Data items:
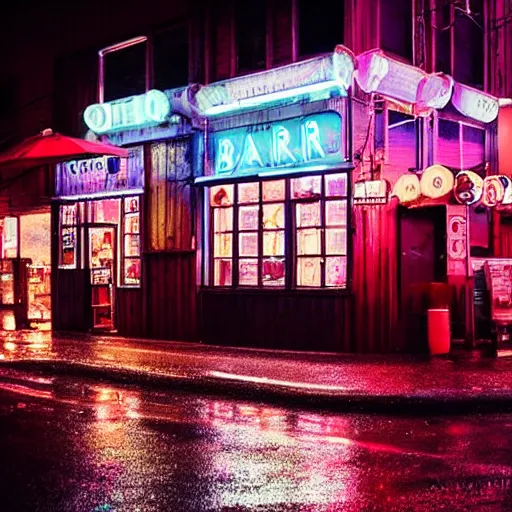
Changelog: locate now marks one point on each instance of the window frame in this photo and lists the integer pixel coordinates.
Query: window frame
(115, 48)
(290, 230)
(450, 28)
(123, 235)
(461, 123)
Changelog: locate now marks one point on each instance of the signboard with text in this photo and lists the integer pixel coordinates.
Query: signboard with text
(498, 273)
(101, 176)
(306, 142)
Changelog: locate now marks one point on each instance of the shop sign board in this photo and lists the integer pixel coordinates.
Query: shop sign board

● **Task statement**
Reproduce the material above in full and without alteration, but skip all pictures.

● **The response**
Changelog: locate now marks one point on each instance of the window frame in this photo and lists the integer pixel coordinates.
Query: window frame
(115, 48)
(290, 230)
(450, 28)
(123, 235)
(461, 123)
Changelog: locate now marks one point on each instance of the signboard with text in this photo and lists the integer pixel coordinates.
Query: signboard with text
(498, 273)
(101, 176)
(306, 142)
Changelog: locate now marks one point on each instance of the shop sign board in this photo and lists the integer pixel coordinates.
Query: shop sign board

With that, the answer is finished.